# [PROVIDED TEXT]
· · ·
I wish to probe the Minister a little further on the restrictions. When I first read the list of those that could be imposed under the 2005 Act, I found it very chilling. The experiences of those under control orders and, by extension, their family members, seemed to be moving well beyond prevention and protecting society from danger into the arena of punishment, but punishment without a trial or a conviction.

It was most helpful to have the reports of the noble Lord, Lord Carlile, which put into the public domain much valuable information on what a control order meant. This was a combination of electronic tagging, curfew for up to 16 hours a day, daily reporting by telephone, restrictions on visitors except for family members, getting approval to meet anyone outside the house, being forbidden to meet certain people at all, giving the police free access to enter at any time, restrictions on communications equipment, needing approval to send anything abroad apart from personal letters, not being allowed to go to a port or a railway station, daily reporting to a police station and having to get prior approval to study.

Further light on what actually happened to people was shed by the noble Lord, Lord Carlile, in 2009 when he reported that a controlee was:

“No longer required to report by telephone to a police station in the early hours of the morning; nor to obtain prior approval for female visitors to his family at home”.

Presumably before this, the controlee had to set an alarm clock for some time in the middle of the night, wake up, ring the police and then try to go back to sleep. His wife had to submit requests to the Home Office if she wanted her mother, for example, to visit her.
· · ·
# [RECORDED INFORMATION]
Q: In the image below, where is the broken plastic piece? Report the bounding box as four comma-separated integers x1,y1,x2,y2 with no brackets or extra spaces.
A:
· · ·
# [ACTIVITY LIST]
[1] Answer these questions from the speech on control orders, one line each.
(a) For up to how many hours a day could the curfew last?
(b) In what year did Lord Carlile report that a controlee no longer had to report by telephone in the early hours of the morning?
(c) Under which Act could the listed restrictions be imposed?
[2] The speech on control orders has a sentence beginning "This was a combination of electronic tagging". List every activity that this sentence says required approval or prior approval.
[3] Translate this sentence from the speech on control orders into Spanish: "It was most helpful to have the reports of the noble Lord, Lord Carlile, which put into the public domain much valuable information on what a control order meant."

# [SOLUTIONS]
[1]
(a) 16 hours
(b) 2009
(c) The 2005 Act

[2]
- Meeting anyone outside the house
- Sending anything abroad apart from personal letters
- Studying

[3] Fue de gran ayuda contar con los informes del noble Lord, Lord Carlile, que hicieron pública mucha información valiosa sobre lo que significaba una orden de control.